*Task*. Nothing but the lines from the line with "Please locate the white door" to the end of the records below should appear in the answer, each exactly as given.

─── Material for this task ───

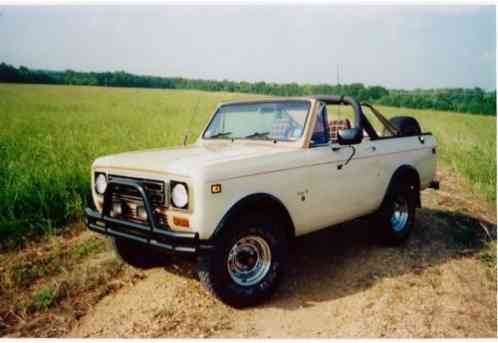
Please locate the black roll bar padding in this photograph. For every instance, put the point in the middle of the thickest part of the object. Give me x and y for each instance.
(138, 185)
(360, 121)
(387, 124)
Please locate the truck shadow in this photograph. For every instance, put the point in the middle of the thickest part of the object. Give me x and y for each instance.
(346, 259)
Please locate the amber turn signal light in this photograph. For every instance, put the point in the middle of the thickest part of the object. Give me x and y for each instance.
(181, 221)
(216, 188)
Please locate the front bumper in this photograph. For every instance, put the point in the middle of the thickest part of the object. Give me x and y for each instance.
(148, 234)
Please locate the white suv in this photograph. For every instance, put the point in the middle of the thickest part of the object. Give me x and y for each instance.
(261, 173)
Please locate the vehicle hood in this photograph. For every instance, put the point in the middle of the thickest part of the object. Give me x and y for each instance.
(229, 159)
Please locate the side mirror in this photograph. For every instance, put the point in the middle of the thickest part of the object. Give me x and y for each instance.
(350, 136)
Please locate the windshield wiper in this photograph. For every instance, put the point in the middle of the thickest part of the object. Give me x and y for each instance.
(220, 135)
(258, 135)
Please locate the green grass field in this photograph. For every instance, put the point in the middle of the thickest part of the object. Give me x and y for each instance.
(50, 135)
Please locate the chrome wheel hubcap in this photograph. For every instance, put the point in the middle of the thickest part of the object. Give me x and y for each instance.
(399, 217)
(249, 260)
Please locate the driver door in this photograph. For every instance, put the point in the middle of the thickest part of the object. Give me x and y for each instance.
(338, 191)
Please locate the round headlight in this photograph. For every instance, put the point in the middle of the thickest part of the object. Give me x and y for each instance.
(100, 184)
(179, 196)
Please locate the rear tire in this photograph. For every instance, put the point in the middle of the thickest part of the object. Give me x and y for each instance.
(136, 254)
(407, 126)
(247, 263)
(396, 217)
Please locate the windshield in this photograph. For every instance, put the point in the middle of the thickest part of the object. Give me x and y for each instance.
(280, 120)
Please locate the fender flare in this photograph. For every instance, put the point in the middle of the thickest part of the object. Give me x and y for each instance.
(255, 201)
(404, 172)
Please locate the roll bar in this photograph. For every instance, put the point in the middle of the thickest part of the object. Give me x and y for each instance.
(360, 121)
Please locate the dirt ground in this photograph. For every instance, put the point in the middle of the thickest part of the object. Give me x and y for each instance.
(441, 283)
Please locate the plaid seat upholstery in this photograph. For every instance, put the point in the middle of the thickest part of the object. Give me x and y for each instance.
(283, 127)
(336, 125)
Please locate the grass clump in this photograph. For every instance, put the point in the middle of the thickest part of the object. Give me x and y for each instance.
(45, 298)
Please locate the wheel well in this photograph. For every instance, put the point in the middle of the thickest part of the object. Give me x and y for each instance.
(258, 202)
(407, 174)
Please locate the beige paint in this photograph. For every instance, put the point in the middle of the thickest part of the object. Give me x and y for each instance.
(286, 170)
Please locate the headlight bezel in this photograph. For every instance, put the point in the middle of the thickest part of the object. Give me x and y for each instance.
(96, 183)
(173, 185)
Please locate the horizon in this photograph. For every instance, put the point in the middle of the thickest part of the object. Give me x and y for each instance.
(238, 81)
(424, 47)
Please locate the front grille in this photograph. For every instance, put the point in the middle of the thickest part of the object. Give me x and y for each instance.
(131, 202)
(155, 190)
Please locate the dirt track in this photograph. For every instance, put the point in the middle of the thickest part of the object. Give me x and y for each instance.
(442, 283)
(340, 284)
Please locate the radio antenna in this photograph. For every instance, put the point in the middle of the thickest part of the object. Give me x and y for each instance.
(339, 86)
(188, 130)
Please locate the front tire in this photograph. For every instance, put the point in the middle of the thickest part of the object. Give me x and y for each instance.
(396, 217)
(247, 262)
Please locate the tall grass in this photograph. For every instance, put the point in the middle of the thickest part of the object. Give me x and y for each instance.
(50, 135)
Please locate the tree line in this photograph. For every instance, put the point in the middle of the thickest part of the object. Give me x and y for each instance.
(466, 100)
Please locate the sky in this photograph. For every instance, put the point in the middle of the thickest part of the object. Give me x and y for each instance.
(393, 46)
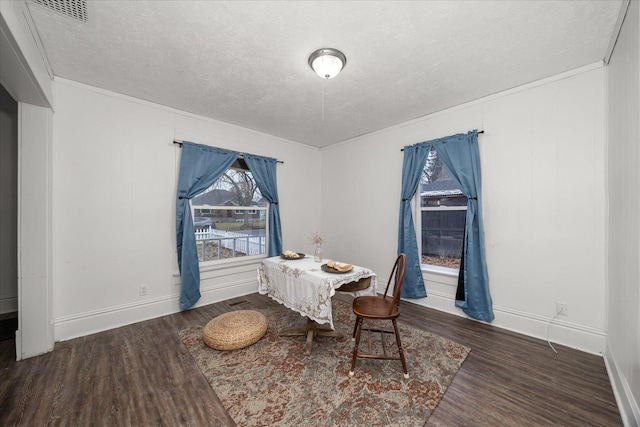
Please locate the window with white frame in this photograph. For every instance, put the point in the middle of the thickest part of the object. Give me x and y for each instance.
(441, 211)
(230, 217)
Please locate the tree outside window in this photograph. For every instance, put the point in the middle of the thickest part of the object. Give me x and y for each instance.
(441, 222)
(230, 217)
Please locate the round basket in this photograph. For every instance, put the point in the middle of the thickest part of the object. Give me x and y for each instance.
(233, 330)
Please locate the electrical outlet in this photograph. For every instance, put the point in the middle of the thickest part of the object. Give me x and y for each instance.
(562, 308)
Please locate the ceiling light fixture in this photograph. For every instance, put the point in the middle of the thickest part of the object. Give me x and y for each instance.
(327, 62)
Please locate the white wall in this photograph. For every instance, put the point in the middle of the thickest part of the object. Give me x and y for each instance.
(623, 339)
(542, 157)
(115, 178)
(8, 202)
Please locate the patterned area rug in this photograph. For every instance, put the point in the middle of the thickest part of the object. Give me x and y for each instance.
(272, 382)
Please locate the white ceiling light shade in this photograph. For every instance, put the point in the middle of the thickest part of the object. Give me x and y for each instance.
(327, 62)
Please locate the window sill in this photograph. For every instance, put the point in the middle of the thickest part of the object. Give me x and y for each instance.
(441, 271)
(231, 263)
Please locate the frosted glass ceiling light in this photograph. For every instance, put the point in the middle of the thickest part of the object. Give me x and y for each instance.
(327, 62)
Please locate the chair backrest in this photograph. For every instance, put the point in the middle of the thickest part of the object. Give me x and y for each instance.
(396, 276)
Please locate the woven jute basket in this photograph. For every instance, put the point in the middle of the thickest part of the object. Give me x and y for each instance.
(234, 330)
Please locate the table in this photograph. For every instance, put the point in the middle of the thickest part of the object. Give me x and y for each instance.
(301, 285)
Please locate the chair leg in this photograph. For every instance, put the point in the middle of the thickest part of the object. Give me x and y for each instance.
(400, 350)
(357, 332)
(355, 328)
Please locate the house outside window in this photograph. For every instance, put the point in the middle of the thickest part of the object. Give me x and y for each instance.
(441, 214)
(230, 218)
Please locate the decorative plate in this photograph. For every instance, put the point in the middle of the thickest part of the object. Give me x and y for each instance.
(328, 269)
(289, 258)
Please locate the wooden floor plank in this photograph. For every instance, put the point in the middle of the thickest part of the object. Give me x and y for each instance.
(143, 375)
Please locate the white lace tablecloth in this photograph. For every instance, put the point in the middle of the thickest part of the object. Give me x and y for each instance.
(303, 286)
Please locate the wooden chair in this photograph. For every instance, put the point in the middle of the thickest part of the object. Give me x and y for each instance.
(380, 308)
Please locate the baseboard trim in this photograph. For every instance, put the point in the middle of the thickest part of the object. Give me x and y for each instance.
(561, 332)
(628, 407)
(91, 322)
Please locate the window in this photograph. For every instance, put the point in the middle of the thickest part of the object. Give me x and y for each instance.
(230, 217)
(441, 216)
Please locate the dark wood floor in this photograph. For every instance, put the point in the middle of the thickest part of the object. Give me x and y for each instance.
(142, 375)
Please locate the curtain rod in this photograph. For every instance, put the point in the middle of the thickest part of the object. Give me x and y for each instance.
(479, 132)
(178, 142)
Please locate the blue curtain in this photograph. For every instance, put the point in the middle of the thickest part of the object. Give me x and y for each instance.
(415, 157)
(461, 156)
(263, 170)
(200, 166)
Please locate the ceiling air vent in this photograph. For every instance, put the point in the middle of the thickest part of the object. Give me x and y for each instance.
(76, 9)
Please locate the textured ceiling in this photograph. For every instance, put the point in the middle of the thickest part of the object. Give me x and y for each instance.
(245, 62)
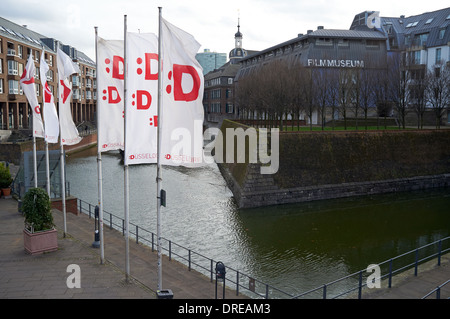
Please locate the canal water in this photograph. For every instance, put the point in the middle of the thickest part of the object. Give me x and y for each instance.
(292, 247)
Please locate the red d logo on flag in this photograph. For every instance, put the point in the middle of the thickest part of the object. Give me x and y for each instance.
(178, 72)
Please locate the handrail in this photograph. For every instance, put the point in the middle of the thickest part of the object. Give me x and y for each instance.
(436, 290)
(390, 272)
(259, 288)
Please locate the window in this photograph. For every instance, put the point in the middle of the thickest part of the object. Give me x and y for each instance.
(324, 41)
(13, 67)
(20, 69)
(438, 56)
(13, 87)
(215, 94)
(372, 44)
(343, 43)
(416, 57)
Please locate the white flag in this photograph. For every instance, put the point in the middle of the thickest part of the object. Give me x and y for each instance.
(110, 79)
(66, 67)
(29, 88)
(51, 121)
(182, 107)
(142, 95)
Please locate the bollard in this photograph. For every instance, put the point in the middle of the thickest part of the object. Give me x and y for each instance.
(220, 274)
(96, 243)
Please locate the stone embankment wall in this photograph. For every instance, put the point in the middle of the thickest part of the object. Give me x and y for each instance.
(12, 151)
(325, 165)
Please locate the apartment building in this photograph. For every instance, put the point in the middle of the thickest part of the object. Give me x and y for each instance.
(17, 43)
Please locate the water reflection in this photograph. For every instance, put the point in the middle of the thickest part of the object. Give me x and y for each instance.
(330, 239)
(292, 247)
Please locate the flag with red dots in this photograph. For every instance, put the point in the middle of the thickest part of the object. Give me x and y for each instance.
(110, 81)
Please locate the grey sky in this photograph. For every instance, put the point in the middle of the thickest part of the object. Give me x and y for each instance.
(264, 23)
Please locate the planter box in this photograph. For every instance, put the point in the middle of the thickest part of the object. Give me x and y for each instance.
(40, 242)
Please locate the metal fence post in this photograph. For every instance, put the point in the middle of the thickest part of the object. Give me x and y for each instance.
(439, 253)
(237, 283)
(360, 285)
(390, 273)
(416, 262)
(137, 234)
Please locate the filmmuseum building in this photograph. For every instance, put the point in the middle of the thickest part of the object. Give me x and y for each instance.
(16, 44)
(365, 48)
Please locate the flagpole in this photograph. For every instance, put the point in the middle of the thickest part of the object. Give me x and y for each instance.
(61, 156)
(99, 165)
(47, 167)
(125, 166)
(47, 159)
(158, 177)
(34, 158)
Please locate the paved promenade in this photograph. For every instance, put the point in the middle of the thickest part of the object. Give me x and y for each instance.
(45, 275)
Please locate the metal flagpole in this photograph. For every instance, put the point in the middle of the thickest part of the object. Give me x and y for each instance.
(63, 180)
(61, 154)
(125, 166)
(47, 167)
(34, 158)
(99, 165)
(158, 177)
(47, 159)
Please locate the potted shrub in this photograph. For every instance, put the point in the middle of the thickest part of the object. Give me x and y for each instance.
(39, 234)
(5, 180)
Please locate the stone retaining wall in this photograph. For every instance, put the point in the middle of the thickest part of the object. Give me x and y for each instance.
(317, 166)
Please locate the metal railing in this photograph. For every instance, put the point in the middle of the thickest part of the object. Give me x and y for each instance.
(240, 282)
(351, 285)
(437, 290)
(357, 281)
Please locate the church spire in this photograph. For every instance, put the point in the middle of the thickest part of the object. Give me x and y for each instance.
(238, 36)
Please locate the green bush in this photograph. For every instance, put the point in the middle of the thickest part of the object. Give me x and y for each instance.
(5, 176)
(37, 209)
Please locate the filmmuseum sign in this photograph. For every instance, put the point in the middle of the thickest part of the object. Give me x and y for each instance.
(336, 63)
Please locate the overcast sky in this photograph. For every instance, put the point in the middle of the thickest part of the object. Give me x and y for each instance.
(264, 23)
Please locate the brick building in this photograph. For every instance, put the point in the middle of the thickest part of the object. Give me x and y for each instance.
(16, 44)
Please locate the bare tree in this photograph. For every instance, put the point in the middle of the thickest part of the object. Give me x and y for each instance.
(399, 92)
(438, 90)
(418, 87)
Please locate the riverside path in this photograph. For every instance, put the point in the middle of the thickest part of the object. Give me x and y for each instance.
(45, 276)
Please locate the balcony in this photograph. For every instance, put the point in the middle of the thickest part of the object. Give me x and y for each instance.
(11, 52)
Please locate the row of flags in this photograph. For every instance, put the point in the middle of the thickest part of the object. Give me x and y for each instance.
(149, 104)
(182, 93)
(50, 132)
(181, 118)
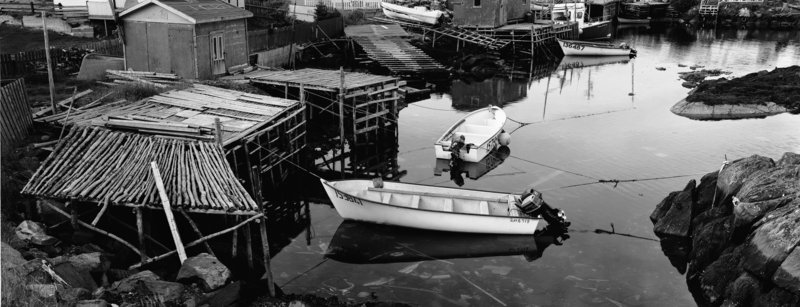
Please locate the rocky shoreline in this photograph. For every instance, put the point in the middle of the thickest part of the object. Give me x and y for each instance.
(755, 95)
(735, 234)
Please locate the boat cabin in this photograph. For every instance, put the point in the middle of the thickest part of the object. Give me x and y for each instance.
(487, 13)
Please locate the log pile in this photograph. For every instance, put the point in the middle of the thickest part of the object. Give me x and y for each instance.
(103, 166)
(189, 113)
(159, 80)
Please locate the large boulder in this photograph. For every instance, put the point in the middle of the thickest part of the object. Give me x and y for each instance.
(715, 278)
(677, 221)
(788, 274)
(765, 191)
(733, 176)
(33, 232)
(128, 284)
(166, 291)
(74, 277)
(771, 244)
(206, 269)
(789, 158)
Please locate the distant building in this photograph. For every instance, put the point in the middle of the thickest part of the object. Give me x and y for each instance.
(488, 13)
(196, 39)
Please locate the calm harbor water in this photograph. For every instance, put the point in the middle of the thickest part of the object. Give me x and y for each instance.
(584, 126)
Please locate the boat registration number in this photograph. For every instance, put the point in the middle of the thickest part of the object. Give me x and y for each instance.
(519, 220)
(574, 46)
(348, 198)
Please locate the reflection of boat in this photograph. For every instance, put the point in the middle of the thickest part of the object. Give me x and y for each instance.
(474, 170)
(570, 62)
(416, 14)
(429, 207)
(356, 242)
(480, 130)
(581, 48)
(623, 20)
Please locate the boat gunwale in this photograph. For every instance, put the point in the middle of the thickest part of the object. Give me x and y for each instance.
(527, 217)
(463, 119)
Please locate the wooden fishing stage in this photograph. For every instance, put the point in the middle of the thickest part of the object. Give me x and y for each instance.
(388, 45)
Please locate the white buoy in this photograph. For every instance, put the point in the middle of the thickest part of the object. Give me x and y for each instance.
(504, 139)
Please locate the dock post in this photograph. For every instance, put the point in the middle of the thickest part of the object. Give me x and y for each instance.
(262, 225)
(341, 117)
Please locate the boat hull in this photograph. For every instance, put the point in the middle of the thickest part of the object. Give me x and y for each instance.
(624, 20)
(351, 207)
(480, 149)
(410, 14)
(573, 48)
(597, 30)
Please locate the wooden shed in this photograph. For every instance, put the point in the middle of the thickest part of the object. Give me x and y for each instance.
(198, 39)
(488, 13)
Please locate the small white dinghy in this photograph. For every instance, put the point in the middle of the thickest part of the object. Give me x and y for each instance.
(416, 14)
(429, 207)
(480, 129)
(581, 48)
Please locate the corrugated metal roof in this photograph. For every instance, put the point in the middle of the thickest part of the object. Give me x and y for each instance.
(197, 11)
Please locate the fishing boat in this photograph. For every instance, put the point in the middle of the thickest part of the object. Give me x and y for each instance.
(581, 48)
(429, 207)
(419, 14)
(623, 20)
(363, 243)
(480, 130)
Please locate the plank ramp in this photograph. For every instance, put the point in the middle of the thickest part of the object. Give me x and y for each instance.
(398, 55)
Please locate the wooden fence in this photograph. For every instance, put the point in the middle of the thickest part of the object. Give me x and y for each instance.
(260, 40)
(15, 114)
(65, 58)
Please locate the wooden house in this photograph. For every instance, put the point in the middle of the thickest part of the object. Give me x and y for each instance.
(196, 39)
(488, 13)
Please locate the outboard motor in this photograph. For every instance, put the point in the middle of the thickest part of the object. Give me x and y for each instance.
(533, 204)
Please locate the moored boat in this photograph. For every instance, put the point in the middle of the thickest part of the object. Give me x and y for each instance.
(480, 131)
(580, 48)
(433, 208)
(362, 243)
(419, 14)
(623, 20)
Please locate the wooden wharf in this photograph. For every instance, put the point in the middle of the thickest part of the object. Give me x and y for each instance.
(387, 45)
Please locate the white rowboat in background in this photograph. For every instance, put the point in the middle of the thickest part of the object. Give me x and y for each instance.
(429, 207)
(416, 14)
(580, 48)
(480, 129)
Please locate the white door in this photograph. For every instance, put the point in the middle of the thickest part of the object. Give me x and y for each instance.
(217, 53)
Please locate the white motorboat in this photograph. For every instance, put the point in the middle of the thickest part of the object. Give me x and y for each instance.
(480, 130)
(429, 207)
(581, 48)
(419, 14)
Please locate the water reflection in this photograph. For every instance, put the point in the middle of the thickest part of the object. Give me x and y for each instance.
(473, 170)
(356, 242)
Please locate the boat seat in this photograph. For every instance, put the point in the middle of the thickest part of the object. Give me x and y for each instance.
(386, 197)
(414, 201)
(483, 207)
(369, 195)
(448, 205)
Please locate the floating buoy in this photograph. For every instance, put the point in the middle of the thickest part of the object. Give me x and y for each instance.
(504, 138)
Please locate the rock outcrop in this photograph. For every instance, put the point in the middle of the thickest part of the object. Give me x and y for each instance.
(755, 95)
(743, 230)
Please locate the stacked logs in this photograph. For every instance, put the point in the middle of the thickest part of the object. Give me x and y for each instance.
(97, 165)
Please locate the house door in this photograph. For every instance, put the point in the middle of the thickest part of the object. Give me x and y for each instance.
(503, 16)
(217, 53)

───

*Solution below*.
Please locate the white door in this photograph. For every instance, put the point in the middle of the thickest part of the object. Give me x and y for each instance.
(217, 53)
Please locate the white motorboat in this photograph. For every instance, put the point in the middle of the thickest part of the object. Give me x and y for each instance.
(480, 130)
(429, 207)
(581, 48)
(419, 14)
Please locate the water reflection in this photograph. For every instance, put the point in the middle of the thickest part of the object. Give me x and y for each instance.
(473, 170)
(356, 242)
Please locate the boat seat in this photograph. For every instance, put the point in the middle of the thickest part of the object. Give me x and y for each instance.
(386, 197)
(414, 201)
(483, 207)
(369, 195)
(448, 205)
Please locate the floating buoy in this photograph. For every instance, put the point in the middle of the thickest part of the object. Give me x and y for each instance.
(504, 138)
Please locate the rock outcrop in this photograph. For every instance, put the point in the middle of the thickest part of the object. Give me x and y for each instance.
(755, 95)
(743, 230)
Please locate the stacked logs in this photograph. For every instance, put the point in the middle of the thickest part of the object. Give me x and y for each instance.
(97, 165)
Please locate the house door in this photograph. For every instance, put the point in the middle of the thickest part of the object. Give me x and y for each instance.
(503, 16)
(217, 53)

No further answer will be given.